BRIEF
Pick out every line in the records below that contains the word "white", and copy each of those lines. Case counts.
************
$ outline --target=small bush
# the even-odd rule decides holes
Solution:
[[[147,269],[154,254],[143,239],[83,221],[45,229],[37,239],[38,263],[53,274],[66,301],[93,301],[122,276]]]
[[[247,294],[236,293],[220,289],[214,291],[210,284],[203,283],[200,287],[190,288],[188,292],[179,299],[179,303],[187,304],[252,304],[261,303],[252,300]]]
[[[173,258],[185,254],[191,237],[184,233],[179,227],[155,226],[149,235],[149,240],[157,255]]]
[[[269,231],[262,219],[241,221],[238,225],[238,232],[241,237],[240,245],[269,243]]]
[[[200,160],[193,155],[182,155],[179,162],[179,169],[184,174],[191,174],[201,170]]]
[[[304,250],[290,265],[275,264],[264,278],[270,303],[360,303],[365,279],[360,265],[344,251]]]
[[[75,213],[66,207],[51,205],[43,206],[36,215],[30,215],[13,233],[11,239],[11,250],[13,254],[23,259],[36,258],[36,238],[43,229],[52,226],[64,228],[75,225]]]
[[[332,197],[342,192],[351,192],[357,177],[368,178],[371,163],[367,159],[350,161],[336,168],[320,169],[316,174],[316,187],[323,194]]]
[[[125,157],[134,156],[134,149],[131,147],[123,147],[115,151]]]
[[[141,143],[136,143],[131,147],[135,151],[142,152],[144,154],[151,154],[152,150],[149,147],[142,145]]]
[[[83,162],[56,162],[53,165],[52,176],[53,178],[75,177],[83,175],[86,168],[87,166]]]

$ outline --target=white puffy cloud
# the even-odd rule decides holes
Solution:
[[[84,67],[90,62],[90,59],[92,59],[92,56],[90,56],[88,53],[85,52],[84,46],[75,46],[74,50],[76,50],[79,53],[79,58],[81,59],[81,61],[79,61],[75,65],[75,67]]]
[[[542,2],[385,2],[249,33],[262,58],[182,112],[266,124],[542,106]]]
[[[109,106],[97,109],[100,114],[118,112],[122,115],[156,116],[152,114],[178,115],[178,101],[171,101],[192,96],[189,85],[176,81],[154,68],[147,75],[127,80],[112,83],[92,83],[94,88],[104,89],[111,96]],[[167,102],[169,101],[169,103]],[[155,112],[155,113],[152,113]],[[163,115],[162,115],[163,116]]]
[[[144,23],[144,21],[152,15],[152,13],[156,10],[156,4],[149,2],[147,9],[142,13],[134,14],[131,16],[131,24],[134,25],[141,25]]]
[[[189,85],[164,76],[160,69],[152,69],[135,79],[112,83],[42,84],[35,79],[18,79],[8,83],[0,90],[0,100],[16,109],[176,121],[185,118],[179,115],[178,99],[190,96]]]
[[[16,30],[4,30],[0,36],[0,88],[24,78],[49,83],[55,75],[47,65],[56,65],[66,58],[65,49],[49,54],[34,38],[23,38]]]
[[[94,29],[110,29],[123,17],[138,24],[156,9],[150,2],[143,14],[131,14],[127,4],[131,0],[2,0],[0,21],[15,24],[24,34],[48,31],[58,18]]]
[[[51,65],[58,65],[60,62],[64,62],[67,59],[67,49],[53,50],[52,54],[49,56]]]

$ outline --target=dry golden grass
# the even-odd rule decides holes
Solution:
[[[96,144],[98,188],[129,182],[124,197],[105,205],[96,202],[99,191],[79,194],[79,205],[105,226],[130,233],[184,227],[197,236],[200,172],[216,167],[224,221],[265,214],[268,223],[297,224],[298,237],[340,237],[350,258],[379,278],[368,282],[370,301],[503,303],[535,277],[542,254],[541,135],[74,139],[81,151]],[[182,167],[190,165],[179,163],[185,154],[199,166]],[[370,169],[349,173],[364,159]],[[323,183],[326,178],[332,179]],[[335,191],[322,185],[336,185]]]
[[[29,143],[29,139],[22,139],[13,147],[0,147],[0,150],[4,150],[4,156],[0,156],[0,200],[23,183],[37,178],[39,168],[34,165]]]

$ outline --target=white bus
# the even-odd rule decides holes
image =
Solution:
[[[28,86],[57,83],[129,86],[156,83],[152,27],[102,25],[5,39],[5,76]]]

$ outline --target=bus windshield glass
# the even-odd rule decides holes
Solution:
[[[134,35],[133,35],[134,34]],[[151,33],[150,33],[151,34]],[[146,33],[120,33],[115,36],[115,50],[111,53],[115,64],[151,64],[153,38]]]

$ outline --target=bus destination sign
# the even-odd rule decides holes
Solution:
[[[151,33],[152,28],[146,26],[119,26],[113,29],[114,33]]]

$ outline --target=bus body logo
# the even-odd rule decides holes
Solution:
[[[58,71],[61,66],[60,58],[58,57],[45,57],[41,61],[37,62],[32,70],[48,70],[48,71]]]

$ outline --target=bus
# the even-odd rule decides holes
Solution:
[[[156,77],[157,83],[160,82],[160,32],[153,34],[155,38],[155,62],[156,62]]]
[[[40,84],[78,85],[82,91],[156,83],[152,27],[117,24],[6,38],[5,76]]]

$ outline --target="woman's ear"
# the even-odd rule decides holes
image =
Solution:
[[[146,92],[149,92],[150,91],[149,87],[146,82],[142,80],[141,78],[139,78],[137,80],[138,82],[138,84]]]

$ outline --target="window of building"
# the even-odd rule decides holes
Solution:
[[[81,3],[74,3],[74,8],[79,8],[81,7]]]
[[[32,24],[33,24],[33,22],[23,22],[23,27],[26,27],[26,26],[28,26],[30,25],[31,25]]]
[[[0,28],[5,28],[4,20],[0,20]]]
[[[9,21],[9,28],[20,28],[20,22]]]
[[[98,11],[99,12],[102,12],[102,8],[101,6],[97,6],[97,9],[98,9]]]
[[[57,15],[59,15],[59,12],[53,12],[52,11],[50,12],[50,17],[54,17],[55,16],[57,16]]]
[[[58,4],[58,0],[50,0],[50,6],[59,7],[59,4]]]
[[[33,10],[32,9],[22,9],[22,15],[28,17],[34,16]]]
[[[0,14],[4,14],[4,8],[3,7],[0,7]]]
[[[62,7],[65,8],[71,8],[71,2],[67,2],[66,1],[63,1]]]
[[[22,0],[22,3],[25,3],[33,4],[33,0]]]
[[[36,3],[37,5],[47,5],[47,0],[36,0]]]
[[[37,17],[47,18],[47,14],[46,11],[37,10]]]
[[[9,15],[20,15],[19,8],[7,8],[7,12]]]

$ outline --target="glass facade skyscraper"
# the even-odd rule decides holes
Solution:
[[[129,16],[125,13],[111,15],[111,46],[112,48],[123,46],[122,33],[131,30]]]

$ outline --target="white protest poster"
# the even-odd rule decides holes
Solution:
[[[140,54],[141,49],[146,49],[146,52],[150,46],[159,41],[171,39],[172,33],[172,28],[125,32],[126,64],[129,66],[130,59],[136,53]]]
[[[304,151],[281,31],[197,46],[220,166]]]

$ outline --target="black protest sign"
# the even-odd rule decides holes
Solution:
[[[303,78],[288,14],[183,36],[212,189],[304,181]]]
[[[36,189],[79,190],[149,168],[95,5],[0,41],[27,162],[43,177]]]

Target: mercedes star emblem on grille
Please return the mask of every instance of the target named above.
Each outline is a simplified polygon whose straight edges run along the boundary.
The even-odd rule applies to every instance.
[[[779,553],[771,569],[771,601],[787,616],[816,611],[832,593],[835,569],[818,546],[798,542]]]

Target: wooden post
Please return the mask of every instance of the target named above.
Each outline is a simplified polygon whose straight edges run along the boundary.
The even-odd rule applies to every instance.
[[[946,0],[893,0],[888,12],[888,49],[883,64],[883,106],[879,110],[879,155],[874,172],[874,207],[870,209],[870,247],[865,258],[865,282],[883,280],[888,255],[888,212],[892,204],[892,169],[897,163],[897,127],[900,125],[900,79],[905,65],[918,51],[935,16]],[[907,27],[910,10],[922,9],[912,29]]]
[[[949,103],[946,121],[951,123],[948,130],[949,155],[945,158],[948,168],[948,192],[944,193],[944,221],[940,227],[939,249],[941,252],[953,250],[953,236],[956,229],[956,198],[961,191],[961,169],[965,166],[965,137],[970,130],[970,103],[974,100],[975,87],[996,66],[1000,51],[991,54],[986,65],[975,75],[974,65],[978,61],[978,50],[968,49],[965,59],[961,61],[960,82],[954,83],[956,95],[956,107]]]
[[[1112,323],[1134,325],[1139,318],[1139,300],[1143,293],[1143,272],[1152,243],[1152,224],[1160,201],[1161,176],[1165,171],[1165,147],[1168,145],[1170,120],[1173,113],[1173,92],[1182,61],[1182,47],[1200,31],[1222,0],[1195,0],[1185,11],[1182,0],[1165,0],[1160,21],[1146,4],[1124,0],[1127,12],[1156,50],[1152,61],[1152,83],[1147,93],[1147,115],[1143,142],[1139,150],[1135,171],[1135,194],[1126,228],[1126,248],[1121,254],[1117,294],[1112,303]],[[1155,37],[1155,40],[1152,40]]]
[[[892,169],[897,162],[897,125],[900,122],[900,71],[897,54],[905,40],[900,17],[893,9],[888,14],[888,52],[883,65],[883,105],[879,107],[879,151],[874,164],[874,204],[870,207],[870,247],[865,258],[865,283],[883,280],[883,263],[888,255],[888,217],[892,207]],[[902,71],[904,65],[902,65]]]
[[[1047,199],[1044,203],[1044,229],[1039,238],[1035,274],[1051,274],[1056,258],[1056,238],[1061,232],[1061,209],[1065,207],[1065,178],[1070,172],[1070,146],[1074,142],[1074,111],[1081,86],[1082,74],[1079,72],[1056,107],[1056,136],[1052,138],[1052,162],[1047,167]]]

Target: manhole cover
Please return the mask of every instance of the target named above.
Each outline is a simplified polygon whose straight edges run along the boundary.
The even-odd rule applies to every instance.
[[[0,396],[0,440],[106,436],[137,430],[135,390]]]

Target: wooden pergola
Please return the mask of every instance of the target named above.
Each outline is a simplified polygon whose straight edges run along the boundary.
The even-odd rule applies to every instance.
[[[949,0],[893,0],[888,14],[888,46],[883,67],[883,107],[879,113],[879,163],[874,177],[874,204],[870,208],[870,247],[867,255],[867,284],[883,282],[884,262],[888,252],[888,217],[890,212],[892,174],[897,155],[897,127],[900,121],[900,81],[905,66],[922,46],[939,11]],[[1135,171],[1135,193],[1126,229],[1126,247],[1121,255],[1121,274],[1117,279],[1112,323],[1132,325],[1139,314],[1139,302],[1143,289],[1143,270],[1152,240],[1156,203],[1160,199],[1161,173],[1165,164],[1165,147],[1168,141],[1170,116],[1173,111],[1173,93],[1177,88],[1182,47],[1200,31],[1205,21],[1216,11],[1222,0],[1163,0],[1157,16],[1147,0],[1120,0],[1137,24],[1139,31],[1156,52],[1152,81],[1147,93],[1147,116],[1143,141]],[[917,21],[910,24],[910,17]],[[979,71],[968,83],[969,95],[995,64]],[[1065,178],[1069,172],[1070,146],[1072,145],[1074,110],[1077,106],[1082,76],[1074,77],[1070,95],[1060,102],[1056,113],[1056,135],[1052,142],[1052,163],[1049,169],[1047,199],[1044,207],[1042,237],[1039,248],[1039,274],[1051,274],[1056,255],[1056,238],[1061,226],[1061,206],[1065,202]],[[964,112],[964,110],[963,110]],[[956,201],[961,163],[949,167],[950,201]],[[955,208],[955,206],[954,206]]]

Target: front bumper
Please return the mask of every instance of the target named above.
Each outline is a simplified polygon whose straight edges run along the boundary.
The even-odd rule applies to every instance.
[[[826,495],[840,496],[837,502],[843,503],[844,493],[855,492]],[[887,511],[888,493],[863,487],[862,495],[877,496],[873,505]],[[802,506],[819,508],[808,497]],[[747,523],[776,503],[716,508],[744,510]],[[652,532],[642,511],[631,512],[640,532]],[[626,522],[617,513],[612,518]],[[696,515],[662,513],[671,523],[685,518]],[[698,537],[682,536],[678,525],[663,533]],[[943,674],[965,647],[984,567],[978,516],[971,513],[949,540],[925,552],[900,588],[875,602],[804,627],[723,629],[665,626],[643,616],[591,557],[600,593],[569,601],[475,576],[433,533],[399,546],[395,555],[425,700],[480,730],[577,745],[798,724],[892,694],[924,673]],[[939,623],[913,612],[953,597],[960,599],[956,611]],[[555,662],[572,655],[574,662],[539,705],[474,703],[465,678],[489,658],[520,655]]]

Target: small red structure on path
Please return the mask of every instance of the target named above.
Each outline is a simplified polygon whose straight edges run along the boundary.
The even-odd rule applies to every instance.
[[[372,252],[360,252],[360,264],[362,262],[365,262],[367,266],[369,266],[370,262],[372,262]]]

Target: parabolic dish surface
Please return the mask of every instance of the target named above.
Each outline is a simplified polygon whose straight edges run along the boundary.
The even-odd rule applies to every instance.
************
RESULT
$ outline --target=white puffy cloud
$ outline --target=white bus
$ outline --target="white protest poster"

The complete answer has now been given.